> **TÂCHES À RÉALISER**
A: Veuillez indiquer si chacune des affirmations suivantes concorde avec le texte sur l'oralité des poèmes homériques, en répondant par oui ou par non et en citant mot pour mot le passage décisif. (i) Chafe a fondé ses travaux sur un corpus oral en anglais. (ii) Selon le texte, le discours oral forme un flux continu de paroles. (iii) Le « foyer de conscience » est généralement auditif.
B: Prolongez le texte sur l'oralité des poèmes homériques à partir de sa dernière phrase.

> **EXTRAIT DU DOCUMENT**
===
Pour commencer, je vais faire un petit détour par la théorie linguistique contemporaine, en essayant d'éviter d'être trop technique. Dans son livre Poetry in speech, E. Bakker a tenté de tirer toutes les conséquences linguistiques de l'oralité des poèmes homériques, en analysant la langue de ces poèmes comme un discours oral (speech). Le présupposé est que, dans leur conception, l'Iliade et l'Odyssée ont des liens privilégiés avec l'oralité, en tant qu'elles sont les résultats d'une tradition poétique orale.


Bakker s'appuie lui-même sur les recherches du linguiste américain W. Chafe, qui a théorisé les caractéristiques propres du discours oral à partir d'une analyse d'un corpus oral en anglais. C'est le point commun de l'oralité qui permet d'appliquer au texte homérique des méthodes d'analyse dont le domaine d'application d'origine est un discours oral moderne.


1. 2. Les unités d'intonation


Chafe a remarqué qu'un discours oral n'est pas un flux continu de paroles, mais une succession de segments plus ou moins longs, qu'il appelle des unités d'intonation. Celles-ci sont la manifestation prosodique, sonore, d'unités cognitives centrées autour d'un «foyer de conscience», généralement visuel. Si l'on parle ainsi par unités d'intonation, c'est donc parce que le cerveau humain ne peut se concentrer que sur un «foyer de conscience» à la fois. De la même façon, lorsqu'on regarde un tableau, le regard ne l'embrasse pas d'un coup, mais par petites sections successives. La raison en est la même: il s'agit des contraintes cognitives qui limitent l'attention à un petit morceau de la réalité à la fois. Il n'est donc pas étonnant que le discours oral respecte ces contraintes cognitives: on ne peut formuler qu'un foyer de conscience à la fois; d'où le caractère segmenté du flux discursif à l'oral.
===
> **DONNÉES EXTRAITES**
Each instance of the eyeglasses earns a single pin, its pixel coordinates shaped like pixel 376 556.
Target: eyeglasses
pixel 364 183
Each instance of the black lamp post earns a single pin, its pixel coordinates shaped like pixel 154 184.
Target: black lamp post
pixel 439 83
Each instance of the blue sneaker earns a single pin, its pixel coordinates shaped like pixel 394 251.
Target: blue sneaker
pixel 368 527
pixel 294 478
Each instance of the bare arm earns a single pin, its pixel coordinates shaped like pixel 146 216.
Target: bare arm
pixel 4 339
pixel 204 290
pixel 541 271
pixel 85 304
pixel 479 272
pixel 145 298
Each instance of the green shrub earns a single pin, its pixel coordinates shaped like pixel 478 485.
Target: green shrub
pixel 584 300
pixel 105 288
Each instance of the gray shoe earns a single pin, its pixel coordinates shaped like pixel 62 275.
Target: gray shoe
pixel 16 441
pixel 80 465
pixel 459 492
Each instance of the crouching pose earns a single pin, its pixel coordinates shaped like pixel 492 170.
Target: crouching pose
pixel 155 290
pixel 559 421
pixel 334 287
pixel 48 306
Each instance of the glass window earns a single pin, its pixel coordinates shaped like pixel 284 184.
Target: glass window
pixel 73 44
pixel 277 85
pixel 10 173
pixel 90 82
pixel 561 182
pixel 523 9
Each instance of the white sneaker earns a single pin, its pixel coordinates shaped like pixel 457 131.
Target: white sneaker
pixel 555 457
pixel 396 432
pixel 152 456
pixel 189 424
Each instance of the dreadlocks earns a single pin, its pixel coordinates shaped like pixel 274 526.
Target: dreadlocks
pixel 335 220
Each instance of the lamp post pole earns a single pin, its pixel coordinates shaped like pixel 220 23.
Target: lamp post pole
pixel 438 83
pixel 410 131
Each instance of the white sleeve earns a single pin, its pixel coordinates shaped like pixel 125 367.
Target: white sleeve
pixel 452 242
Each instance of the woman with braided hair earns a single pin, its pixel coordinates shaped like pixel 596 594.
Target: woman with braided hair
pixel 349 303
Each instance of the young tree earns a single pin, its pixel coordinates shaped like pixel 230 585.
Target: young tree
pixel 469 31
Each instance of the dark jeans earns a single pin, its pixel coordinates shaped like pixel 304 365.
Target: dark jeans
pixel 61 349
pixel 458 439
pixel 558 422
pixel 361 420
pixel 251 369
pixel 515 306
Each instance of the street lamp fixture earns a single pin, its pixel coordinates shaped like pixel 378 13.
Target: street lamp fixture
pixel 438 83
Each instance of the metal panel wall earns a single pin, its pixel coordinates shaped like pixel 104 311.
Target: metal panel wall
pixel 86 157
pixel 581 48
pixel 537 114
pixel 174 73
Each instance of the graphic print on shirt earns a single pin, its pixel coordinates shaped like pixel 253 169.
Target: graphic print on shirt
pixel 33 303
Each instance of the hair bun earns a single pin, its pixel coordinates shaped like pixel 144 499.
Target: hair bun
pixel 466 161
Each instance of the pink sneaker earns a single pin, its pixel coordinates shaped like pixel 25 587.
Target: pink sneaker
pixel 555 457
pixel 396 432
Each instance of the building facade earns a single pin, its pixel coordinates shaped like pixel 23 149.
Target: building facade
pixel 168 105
===
> **CORRIGÉ DE L'EXERCICE**
A:
(i) Oui : « à partir d'une analyse d'un corpus oral en anglais ».
(ii) Non : « un discours oral n'est pas un flux continu de paroles ».
(iii) Non : « généralement visuel ».

B:
L'idée de Bakker est que les hémistiches homériques sont des unités d'intonation stylisées (normalisées du point de vue prosodique) et peuvent donc s'analyser comme tels. Il emploie donc les mêmes méthodes que Chafe avec son corpus moderne. Ainsi, dans l'exemple suivant, une androktasia, en six vers, on a une succession de 12 unités d'intonation, qui chacune exprime un foyer de conscience. Notez que la syntaxe homérique, dont on a remarqué depuis longtemps la propension à l'apposition et à l'autonomie des constituants, se prête particulièrement aisément à cette segmentation (dans la traduction, on est obligé de rajouter des pronoms personnels, des copules, etc.).

a. Prôtos d' Antilochos / et le premier [fut] Antiloque
b. Trôôn helen andra korustên | il prit aux Troyens un soldat casqué
c. esthlon eni promachoisi / [c'était] un preux des premières lignes
d. Thalusiadên Echepôlon | le fils de Thalysias Échépolos:
e. ton rh'ebale prôtos / c'est donc lui qu'il frappa le premier,
f. koruthos phalon hippodaseiês | au cimier de son casque à crins;
g. en de metôpôi pêxe, / et il lui ficha [sa lance] dans le front,
h. perêse d'ar'osteon eisô | et elle traversa l'os,
i. aichmê chalkeiê / la pointe de bronze;
j. ton de skotos osse kalupsen | et lui, l'ombre lui couvrit les yeux,
k. êripe d'hôs hote purgos / et il s'effondra comme fait une tour
l. eni kraterêi husminêi | parmi la mêlée brutale.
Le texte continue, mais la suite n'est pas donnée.